▶ _Instruction_: In the records below, find the line containing "Task: indicate each instance of the dining"; give it again exactly, along with every line that follows, and nothing else.

[Entries from a pointing dataset]

┌────────

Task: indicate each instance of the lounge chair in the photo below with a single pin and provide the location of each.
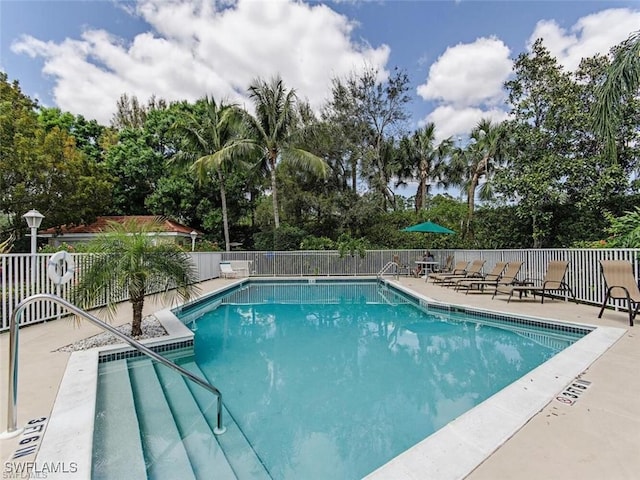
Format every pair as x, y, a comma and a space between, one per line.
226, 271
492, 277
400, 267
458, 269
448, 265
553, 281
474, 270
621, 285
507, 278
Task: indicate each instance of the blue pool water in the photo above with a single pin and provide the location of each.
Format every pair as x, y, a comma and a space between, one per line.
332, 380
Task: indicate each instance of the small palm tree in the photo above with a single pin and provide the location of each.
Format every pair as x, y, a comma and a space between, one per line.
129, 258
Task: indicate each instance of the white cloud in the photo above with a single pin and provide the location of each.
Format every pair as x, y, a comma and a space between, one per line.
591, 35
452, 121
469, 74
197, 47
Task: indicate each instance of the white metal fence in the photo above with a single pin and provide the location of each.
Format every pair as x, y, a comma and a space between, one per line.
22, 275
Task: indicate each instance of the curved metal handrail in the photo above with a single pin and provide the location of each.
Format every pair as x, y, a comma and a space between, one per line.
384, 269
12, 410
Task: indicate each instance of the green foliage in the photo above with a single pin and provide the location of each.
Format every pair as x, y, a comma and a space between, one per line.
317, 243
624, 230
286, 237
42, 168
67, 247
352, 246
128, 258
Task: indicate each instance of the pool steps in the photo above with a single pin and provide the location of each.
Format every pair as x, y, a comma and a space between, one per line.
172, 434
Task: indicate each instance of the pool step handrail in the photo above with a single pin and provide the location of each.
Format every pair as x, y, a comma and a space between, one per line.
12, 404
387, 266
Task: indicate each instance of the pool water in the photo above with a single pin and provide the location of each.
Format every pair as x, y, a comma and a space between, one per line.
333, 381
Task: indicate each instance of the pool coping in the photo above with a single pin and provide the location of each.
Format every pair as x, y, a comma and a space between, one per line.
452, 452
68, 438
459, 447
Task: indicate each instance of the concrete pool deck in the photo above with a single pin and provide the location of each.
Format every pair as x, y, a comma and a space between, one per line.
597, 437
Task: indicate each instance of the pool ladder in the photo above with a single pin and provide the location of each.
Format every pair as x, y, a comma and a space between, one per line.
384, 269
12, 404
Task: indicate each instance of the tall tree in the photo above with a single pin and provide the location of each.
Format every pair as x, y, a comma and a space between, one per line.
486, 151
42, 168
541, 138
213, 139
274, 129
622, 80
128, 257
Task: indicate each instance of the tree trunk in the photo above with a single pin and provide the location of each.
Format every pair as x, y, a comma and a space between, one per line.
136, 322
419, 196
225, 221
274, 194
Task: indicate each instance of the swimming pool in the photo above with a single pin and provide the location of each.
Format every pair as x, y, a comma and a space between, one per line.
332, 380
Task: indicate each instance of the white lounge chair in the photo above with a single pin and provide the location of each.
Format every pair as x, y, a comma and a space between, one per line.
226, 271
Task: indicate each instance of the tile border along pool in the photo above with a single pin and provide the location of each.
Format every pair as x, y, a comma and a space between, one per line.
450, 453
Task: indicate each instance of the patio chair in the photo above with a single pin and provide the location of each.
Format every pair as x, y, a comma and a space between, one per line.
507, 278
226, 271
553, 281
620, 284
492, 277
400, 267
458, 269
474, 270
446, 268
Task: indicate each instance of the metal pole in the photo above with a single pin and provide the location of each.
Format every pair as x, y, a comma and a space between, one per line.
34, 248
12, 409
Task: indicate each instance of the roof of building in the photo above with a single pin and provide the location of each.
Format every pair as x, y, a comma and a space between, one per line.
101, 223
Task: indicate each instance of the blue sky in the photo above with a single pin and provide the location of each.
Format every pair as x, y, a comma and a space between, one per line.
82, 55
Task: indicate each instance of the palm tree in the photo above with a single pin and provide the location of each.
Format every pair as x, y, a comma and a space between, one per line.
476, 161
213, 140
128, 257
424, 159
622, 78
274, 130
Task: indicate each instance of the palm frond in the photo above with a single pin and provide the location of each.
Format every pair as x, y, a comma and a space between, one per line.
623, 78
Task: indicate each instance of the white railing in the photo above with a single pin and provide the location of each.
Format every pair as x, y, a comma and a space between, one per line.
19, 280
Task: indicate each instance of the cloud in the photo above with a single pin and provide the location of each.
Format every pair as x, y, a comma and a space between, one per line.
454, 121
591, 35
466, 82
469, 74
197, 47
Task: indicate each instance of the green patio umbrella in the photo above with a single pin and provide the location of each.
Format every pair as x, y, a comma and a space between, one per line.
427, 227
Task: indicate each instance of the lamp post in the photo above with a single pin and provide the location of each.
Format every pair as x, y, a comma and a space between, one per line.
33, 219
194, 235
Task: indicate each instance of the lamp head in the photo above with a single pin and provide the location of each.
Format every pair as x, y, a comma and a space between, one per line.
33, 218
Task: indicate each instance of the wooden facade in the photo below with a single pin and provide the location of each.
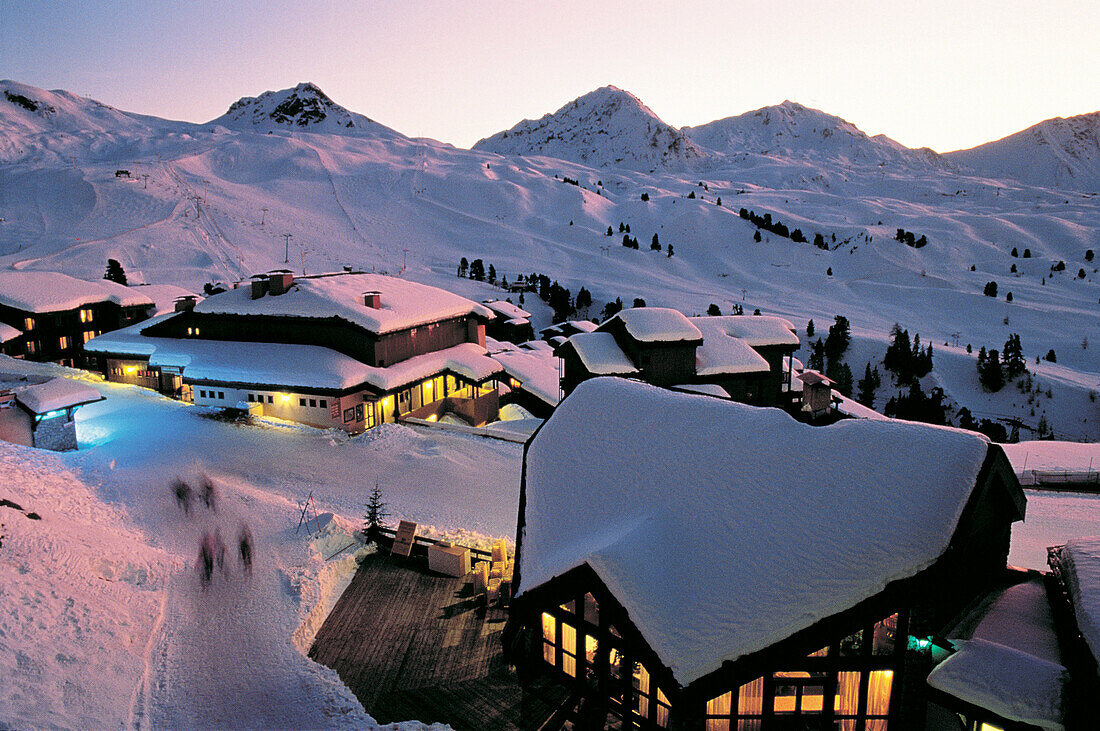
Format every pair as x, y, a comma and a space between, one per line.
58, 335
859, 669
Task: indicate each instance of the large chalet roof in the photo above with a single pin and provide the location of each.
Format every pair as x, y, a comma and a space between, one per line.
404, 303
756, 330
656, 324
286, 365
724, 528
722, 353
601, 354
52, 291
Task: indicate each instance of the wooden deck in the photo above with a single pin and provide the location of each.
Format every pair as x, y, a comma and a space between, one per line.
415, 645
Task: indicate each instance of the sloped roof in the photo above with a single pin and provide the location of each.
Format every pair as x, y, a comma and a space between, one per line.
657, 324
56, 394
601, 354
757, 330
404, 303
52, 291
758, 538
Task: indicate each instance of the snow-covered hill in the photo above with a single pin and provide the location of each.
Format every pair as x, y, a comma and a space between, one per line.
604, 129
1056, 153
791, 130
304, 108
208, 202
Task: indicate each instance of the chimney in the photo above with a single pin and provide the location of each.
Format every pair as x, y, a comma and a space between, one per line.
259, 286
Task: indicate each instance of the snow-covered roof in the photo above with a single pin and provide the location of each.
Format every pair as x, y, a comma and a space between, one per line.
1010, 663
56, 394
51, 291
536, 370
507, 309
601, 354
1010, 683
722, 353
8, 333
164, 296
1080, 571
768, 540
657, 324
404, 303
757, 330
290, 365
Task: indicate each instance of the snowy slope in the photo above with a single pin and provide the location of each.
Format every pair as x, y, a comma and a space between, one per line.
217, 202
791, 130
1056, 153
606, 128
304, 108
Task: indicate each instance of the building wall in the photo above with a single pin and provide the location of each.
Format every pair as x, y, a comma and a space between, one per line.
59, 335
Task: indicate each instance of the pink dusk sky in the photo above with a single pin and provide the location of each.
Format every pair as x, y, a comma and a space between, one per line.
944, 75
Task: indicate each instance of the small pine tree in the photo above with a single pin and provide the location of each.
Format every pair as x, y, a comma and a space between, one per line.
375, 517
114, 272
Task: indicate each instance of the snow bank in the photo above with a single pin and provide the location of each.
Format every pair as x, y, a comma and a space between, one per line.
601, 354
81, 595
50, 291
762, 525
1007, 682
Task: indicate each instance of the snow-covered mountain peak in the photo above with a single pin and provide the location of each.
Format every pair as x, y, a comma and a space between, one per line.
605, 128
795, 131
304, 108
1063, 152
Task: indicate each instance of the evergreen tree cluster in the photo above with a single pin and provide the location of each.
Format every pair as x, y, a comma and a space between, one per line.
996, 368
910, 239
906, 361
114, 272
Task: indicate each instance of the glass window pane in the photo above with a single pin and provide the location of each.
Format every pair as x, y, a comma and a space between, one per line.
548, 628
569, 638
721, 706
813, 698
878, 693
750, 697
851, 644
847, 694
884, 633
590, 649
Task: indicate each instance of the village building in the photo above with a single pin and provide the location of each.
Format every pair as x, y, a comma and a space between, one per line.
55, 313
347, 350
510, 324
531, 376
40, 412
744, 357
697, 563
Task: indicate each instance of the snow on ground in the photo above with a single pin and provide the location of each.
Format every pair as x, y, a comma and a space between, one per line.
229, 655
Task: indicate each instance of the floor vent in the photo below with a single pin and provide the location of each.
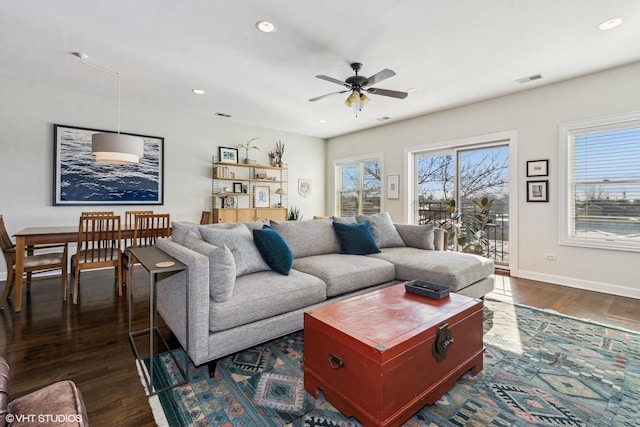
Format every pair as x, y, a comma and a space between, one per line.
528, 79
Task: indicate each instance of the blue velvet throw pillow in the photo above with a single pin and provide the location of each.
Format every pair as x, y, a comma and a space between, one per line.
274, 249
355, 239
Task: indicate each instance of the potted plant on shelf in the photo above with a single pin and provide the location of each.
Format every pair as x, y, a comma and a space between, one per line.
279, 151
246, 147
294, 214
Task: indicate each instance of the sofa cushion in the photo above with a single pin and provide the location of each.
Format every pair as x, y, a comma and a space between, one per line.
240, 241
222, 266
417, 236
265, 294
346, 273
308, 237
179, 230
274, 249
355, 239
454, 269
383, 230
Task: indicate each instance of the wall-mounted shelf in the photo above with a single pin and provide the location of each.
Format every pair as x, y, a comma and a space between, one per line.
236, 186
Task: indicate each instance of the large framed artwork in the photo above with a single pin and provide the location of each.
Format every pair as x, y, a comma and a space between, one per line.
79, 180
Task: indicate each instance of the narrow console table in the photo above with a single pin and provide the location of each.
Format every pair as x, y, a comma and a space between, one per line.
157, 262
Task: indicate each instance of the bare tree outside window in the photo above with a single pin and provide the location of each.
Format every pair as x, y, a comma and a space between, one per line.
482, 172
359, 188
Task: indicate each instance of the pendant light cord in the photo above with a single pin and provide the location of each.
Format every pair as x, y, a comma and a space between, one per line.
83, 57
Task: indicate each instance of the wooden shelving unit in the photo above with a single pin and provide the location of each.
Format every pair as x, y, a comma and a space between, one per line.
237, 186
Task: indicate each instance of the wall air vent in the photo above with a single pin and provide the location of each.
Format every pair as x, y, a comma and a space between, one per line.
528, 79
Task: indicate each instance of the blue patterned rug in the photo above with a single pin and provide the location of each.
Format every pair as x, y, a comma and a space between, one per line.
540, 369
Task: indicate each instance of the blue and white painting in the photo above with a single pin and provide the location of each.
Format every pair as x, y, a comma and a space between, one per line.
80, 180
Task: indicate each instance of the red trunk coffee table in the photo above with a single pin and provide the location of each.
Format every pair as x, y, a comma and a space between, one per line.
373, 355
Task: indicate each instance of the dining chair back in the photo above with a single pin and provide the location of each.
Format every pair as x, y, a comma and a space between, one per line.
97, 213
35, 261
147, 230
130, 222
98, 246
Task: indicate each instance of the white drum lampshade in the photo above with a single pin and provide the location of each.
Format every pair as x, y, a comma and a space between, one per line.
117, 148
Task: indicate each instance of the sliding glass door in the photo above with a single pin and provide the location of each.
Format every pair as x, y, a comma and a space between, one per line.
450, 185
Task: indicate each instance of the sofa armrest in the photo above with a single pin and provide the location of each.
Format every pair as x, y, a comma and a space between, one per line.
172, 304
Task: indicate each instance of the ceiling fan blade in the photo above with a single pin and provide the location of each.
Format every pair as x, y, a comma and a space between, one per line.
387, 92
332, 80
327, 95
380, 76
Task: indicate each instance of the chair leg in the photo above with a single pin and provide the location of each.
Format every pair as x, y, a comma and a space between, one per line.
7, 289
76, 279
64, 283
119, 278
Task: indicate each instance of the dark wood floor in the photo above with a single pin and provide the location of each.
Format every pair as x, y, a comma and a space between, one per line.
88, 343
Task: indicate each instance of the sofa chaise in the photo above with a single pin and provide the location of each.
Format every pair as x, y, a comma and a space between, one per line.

└────────

▶ _Worked solution_:
Task: indicate each instance of the dining chair back in the photo above with a single pin and provide the location of each.
Format every pair as x, y, a comma and a space between, one per line.
97, 213
35, 261
147, 230
130, 222
98, 246
Task: indicate each instance of the white drum lampshade in the photo above with a single pin and provide the location of each.
Format every pair as x, y, a comma and a space between, one per line.
117, 148
Task: indicate each instance of the sliding glass door in the photo above with a single pin and provide the location of each.
Format every pair as x, y, a comma and a space between, one per line.
450, 185
Task: indicate each instance of the sofa armrest in the photo above with a single pin and provide the location of each.
Format every pair as x, y, a comma and a space between, one per line.
172, 304
Task: indicate each instance of the ceiling fan blade in the photo above with a single pin and provide the location of each.
Format every pair as x, y, a comma and a space between, one per line.
387, 92
332, 80
327, 95
380, 76
Task: indicate each instance of the chair leg in the photo above with a single pin and provide the location of each.
Format every pair as x, y, a comma and a space between, one per line.
7, 289
76, 279
64, 283
119, 278
Task: indicate each instance of the dark wood floor in the photo above with a single pin and provide the location of each.
Format every pair as x, y, a comma and a space between, one per line.
88, 343
Task: indicate each instance of the sofa chaise in the photo above with a single pin and provide the location of each.
Format every pair as x, y, a comma and a space between, one per line.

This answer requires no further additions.